** Begin QUOTED PASSAGE **
Wow, this linear regression can explain 98% of the variance in CO<sub>2</sub> concentrations through time. Not bad! But as with all regression applications we need to take a look at our residuals to see whether our model is consistent.

We can take a look at the residuals between the model fit and the raw data to have an idea of how well our regression model is performing. There are three plots we could work with, a histogram of the residuals, a normal probability plot, and a plot of the residuals vs the modelled values:

In [None]:
# calculate the residuals
linear_model = intercept+slope*DecimalDate
residuals = CO2-linear_model

# plot the residuals on a new figure
fig2 = plt.figure(2,figsize=(4,4))
ax2 = fig2.add_subplot(111)
ax2.hist(residuals)
plt.xlabel("Residuals in CO$_2$ (ppm)")
plt.ylabel("Frequency")
plt.xlim(-10,10)
plt.tight_layout()
fig2.savefig("MaunaLoa_CO2_TimeSeries_LinearTrend_Residuals_Hist.png", dpi=600)

In [None]:
# create another plot for normal probability plot 
fig3 = plt.figure(2,figsize=(4,4))
ax3 = fig3.add_subplot(111)
stat.probplot(residuals,plot=ax3)

# customise the colours
ax3.get_lines()[0].set_marker('o')
ax3.get_lines()[0].set_markerfacecolor([0.1,0.3,0.65])
ax3.get_lines()[0].set_markeredgecolor([0.1,0.3,0.65])
plt.tight_layout()
fig3.savefig("MaunaLoa_CO2_TimeSeries_LinearTrend_ProbPlot.png", dpi=600)

In [None]:
# create a third plot for model vs residuals
fig4 = plt.figure(2,figsize=(6,4))
ax4 = fig4.add_subplot(111)
ax4.plot(linear_model,residuals,'ko')
ax4.plot([linear_model.min(),linear_model.max()],[0,0],'r--')
plt.xlabel("Model fit CO$_2$ (ppm)")
plt.ylabel("Residuals in CO$_2$ (ppm)")
plt.tight_layout()
fig4.savefig("MaunaLoa_CO2_TimeSeries_LinearTrend_Residuals.png", dpi=600)
** End QUOTED PASSAGE **
** Begin INPUT **
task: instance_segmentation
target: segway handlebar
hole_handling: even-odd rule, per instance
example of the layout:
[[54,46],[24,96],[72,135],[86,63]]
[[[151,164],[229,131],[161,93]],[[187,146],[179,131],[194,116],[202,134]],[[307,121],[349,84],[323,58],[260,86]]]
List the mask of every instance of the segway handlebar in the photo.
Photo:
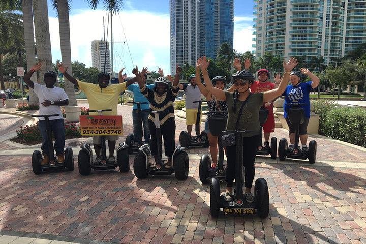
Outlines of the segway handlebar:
** End INPUT **
# GIVEN PROBLEM 1:
For each statement, say whether it agrees with the CO2 regression passage. Answer yes or no, and quote the deciding words. (a) The linear regression explains 98% of the variance in CO2 concentrations through time. (b) The histogram of residuals limits its x-axis to the range -20 to 20. (c) The plot of model fit against residuals is saved at 600 dpi.
# GIVEN PROBLEM 2:
Retype the lines of the entries, starting at their first line and ending at the line that contains "[[54,46],[24,96],[72,135],[86,63]]".
The CO2 regression passage and the entries have nothing to do with each other.

# RESULT 1:
(a) Yes: "this linear regression can explain 98% of the variance in CO<sub>2</sub> concentrations through time"
(b) No: "plt.xlim(-10,10)"
(c) Yes: "fig4.savefig("MaunaLoa_CO2_TimeSeries_LinearTrend_Residuals.png", dpi=600)"

# RESULT 2:
task: instance_segmentation
target: segway handlebar
hole_handling: even-odd rule, per instance
example of the layout:
[[54,46],[24,96],[72,135],[86,63]]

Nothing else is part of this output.